(Stored items from a collection)
----------
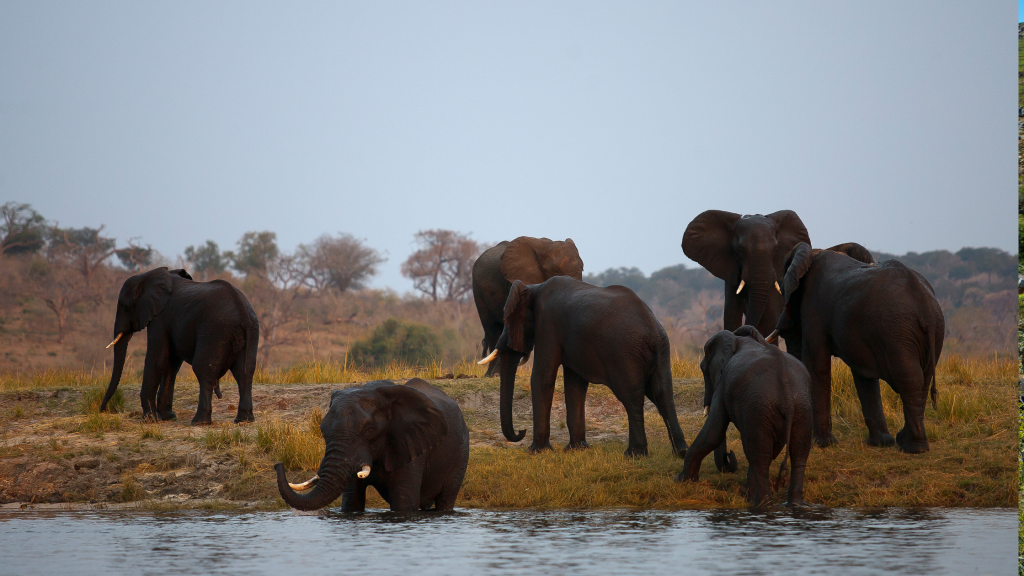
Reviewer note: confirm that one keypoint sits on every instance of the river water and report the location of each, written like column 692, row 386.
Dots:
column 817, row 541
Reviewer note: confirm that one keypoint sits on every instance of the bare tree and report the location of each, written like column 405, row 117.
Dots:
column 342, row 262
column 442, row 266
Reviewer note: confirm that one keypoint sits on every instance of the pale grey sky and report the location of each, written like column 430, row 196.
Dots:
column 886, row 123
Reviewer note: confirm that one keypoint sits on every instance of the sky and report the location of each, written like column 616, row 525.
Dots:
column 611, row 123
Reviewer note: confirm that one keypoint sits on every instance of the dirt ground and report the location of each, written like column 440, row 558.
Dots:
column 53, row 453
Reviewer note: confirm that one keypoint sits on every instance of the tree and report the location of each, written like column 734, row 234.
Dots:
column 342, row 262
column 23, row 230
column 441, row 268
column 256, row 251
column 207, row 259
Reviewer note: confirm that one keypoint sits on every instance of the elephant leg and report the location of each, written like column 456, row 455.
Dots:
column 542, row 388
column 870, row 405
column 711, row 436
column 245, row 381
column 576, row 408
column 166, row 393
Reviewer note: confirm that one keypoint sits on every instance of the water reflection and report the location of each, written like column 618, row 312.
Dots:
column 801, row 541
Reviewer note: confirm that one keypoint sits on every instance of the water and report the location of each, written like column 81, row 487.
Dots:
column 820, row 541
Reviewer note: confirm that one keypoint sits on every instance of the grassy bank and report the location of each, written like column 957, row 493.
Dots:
----------
• WORK REQUIRED: Repeat each entry exactly as it appears; skip any picture.

• REPLY TO THE EXERCISE:
Reviewer note: confirm that one keypoint sits on every instance of the river water and report the location of each, written like column 692, row 386.
Dots:
column 817, row 541
Reviewer note: confirm that one keypoint sits on every instance of the bare tree and report the location of each, written like column 405, row 117.
Dots:
column 342, row 262
column 442, row 266
Reviewer note: confirm that one keypoint sits on every instance of the pale grey sky and report the location of each, written like column 430, row 196.
Dots:
column 886, row 123
Reviewer note: confirm that one keypoint sits on every instance of the sky and report the location of each, written like column 616, row 525.
Dots:
column 611, row 123
Reviewer note: confirm that one keypoint sits on every instance of the dirt ground and report the location of each, written like column 440, row 558.
Dots:
column 53, row 453
Reviewer note: confirm that one keypoint sits on every instance of the tree and report the location of each, written like column 734, row 234.
Dots:
column 342, row 262
column 23, row 230
column 441, row 268
column 256, row 251
column 207, row 259
Reviewer note: confirm that one keypoint sits on every instance of the elephant leg and report the location of each, written like column 456, row 455.
Dots:
column 542, row 388
column 870, row 405
column 711, row 436
column 245, row 381
column 576, row 408
column 166, row 393
Reviewer note: confirm that one keypoint sits on every instance of the water reflection and report the location of each, written like column 618, row 312.
Dots:
column 801, row 541
Reviewer note: confirm that one keypoint sits on every instance of the water and report the location of each, written like column 81, row 487.
Dots:
column 820, row 541
Reviewer note: confirm that one keypoint sits on every instance of the grassy bank and report the location of each, written like column 957, row 493.
Dots:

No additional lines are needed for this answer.